_Istruzioni_
a) Rispondi in base all'articolo sulla riforma dei ticket sanitari:
(i) Chi ha annunciato la riforma?
(ii) Con quali parole il premier ha commentato i tempi di attuazione?
(iii) A quale tassazione viene paragonata la crescita del contributo per scaglioni?
b) Prosegui l'articolo sulla riforma dei ticket sanitari a partire dall'ultima frase riportata.

Addio ai ticket uguali per tutti? Cambierà tutto? Pare di sì anche se all’interno del governo ci sono divergenze sui tempi. Il neoministro della Salute, Roberto Speranza, ha annunciato la riforma del sistema di compartecipazione alle spese sanitarie, in nome della “maggiore equità”. Allo studio c’è un disegno di legge governativo, legato alla manovra di bilancio, che rimodula meccanismi e importi. I tempi di attuazione? Il premier Giuseppe Conte ridimensiona le prospettive più ottimistiche: “Nessuna urgenza”.
Come funzionerà il ticket?
Il contributo da pagare per visite, esami, farmaci (e forse accesso al pronto soccorso) sarà rapportato e proporzionale al reddito del nucleo familiare (tecnicamente il reddito familiare equivalente Re, commisurato al numero di appartenenti) e crescerà progressivamente, in base a scaglioni prestabiliti (come succede per la tassazione Irpef). Le esenzioni per i malati in condizioni economiche o di salute particolari (per patologie croniche, maternità, invalidità, disabilità, povertà estrema) non spariranno, però potrebbero cambiare. “Chi ha di più è giusto che paghi di più – ha riassunto l’esponente del governo giallo rosso – e chi ha di meno è giusto che paghi di meno. È l’idea di un sistema sanitario universale in cui non conta quanti soldi hai, in che regione vivi o il colore della tua pelle, perché hai il diritto sacrosanto ad essere curato”.

_Dati grezzi_
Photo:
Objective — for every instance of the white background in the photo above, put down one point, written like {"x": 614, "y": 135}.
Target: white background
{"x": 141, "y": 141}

_Risposte_
a)
(i) Il neoministro della Salute, Roberto Speranza.
(ii) "Nessuna urgenza".
(iii) Alla tassazione Irpef.

b)
Ci sarà un tetto massimo di spesa?
Non solo. Verrà fissato un importo massimo annuale di partecipazione alla spesa sanitaria, sempre rapportato al reddito equivalente. Una volta superata la soglia, cesserà l’obbligo di pagare il ticket.
E il superticket?
All’esame del ministro e dell’esecutivo c’è anche la questione dei superticket da 10 euro, per ora non inserita nel disegno di legge. Speranza ha già più volte annunciato l’intenzione di abolirli (e in alcune regioni sono già stati tagliati o vincolati alle fasce di reddito), ma ancora non è stati concordato se scalare le risorse dal Fondo sanitario nazionale o trovare altrove la copertura finanziaria .
Servirà a combattere le disuguaglianze?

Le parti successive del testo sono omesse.